> Short problem: Change each occurrence of "largest circle" in the entries below to "biggest circle", leaving all other text the same.

Dataset excerpts on object pointing
____________

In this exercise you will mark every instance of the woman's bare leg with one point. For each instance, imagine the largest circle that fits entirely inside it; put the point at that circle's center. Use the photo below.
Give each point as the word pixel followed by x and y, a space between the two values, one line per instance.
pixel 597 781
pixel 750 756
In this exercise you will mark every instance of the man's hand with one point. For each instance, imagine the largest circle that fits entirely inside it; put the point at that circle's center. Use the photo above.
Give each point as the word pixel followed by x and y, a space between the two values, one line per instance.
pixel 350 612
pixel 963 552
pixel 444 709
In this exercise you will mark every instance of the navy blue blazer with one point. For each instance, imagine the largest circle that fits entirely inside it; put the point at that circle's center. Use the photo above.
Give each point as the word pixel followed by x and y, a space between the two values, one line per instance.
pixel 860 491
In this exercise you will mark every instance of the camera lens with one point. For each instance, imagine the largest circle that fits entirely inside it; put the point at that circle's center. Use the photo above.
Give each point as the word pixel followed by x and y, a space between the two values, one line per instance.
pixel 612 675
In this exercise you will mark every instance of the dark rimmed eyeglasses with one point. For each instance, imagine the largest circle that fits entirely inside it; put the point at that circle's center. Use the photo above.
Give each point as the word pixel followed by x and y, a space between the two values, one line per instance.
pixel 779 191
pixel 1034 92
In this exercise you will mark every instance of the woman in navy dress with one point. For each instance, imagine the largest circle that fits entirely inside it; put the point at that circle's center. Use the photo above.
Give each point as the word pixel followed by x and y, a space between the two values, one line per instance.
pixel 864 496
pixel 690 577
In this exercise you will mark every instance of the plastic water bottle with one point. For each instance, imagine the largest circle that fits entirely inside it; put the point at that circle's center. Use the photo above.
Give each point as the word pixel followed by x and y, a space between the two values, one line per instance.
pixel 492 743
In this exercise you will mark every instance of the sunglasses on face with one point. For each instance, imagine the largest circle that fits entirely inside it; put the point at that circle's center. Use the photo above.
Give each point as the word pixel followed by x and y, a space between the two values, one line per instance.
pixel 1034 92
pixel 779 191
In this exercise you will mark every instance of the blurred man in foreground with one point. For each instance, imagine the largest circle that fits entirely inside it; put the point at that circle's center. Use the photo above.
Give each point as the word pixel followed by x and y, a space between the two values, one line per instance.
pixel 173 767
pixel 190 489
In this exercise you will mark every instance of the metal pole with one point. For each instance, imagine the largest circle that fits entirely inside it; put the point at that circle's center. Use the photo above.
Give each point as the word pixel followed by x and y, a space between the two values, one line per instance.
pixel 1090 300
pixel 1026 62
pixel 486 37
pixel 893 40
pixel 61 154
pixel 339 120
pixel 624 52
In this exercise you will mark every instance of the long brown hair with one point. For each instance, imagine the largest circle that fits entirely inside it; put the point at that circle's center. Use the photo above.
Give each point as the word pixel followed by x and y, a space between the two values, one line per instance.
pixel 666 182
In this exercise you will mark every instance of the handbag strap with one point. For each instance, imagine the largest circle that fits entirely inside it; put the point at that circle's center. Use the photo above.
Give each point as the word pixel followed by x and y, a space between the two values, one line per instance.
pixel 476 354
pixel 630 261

____________

> Answer to the task:
In this exercise you will mark every instance of the woman's bare leg with one point. For each instance, imagine the biggest circle that fits entirely inside it; put the point at that circle's center. Use the photo below.
Give each point as the word pixel followed by x and y, a space between the two values, one line per instance.
pixel 597 781
pixel 750 756
In this exercise you will mark every instance of the man's hand with one point. For each instance, imagine the biggest circle that fits entirely inside it; put the point at that circle's center. Use the photo above.
Give each point as the word pixel followed by x and y, a space between the two values, one line per instance.
pixel 350 612
pixel 963 552
pixel 444 709
In this exercise you will mark every instance of the navy blue blazer with one point. For each instance, imagine the biggest circle that fits entirely inside it; put the point at that circle's center. Use the photo above.
Give each point as the word pixel followed by x and y, a space between the two values, one line per instance.
pixel 860 491
In this exercise you will mark every instance of the camera lens with one point. For each instance, imagine the biggest circle that fits entirely inside it; put the point at that circle's center. Use the photo above.
Give each point as the word pixel followed by x and y, a space between the two values, one line per instance.
pixel 612 675
In this exercise you will mark every instance of the dark rimmed eyeglasses with one point. For each instance, imagine the biggest circle that fits entirely inside it; put the point at that circle's center. Use the photo above.
Give each point as the word pixel followed by x and y, a space between the two values, one line per instance.
pixel 779 191
pixel 1034 92
In this exercise you will mark every instance of the woman in navy dress with one point. For each instance, imagine the biggest circle that fits entirely inside it; put the point at that circle's center. Use the photo above.
Give each point as the word pixel followed by x and y, a space between the two values, one line per instance.
pixel 864 496
pixel 690 577
In this exercise you will mark every instance of the plastic water bottle with one point. For each instance, imagine the biggest circle that fits entirely inside it; put the point at that circle's center. Use the photo above.
Give each point as the word pixel followed by x and y, a space between the two values, one line per instance.
pixel 492 743
In this exercise you will mark every instance of the sunglasses on face with one point. For each instance, imagine the biggest circle that fits entirely inside it; put the point at that circle's center. Use the photo above.
Give each point as the word pixel followed by x and y, a space between the two values, one line per instance.
pixel 1034 92
pixel 779 191
In this exercise you will mark every instance of the blurred man in foreground with one point. For each instance, imagine the biggest circle that fits entirely inside it; put the point at that circle's center. Use the photo above.
Give each point as the word pixel followed by x and y, a space between the two values, one line per instance.
pixel 173 767
pixel 190 489
In this exercise you will mark every instance of the metal pole with one point. For each instance, imagine the biggest circle that fits entirely inside it; put the point at that circle's center. Use the photo above.
Give each point as the word pixel followed by x and y, a space between the two values, one line per instance.
pixel 1090 300
pixel 1026 62
pixel 486 37
pixel 893 40
pixel 61 154
pixel 339 120
pixel 624 52
In this exercise you will mark every instance of the long brown hair with one point. For each instance, imagine the biggest circle that fits entirely inside it; put the point at that circle's center. Use the photo above.
Give each point as the word pixel followed by x and y, a space between the two values, one line per instance.
pixel 666 182
In this exercise you will mark every instance of the handbag strap with one point. For each instance, imagine the biggest circle that fits entirely inside it; put the point at that circle's center. Use the photo above.
Give each point as the word pixel followed by x and y, a space between the two values, one line per instance.
pixel 476 354
pixel 630 261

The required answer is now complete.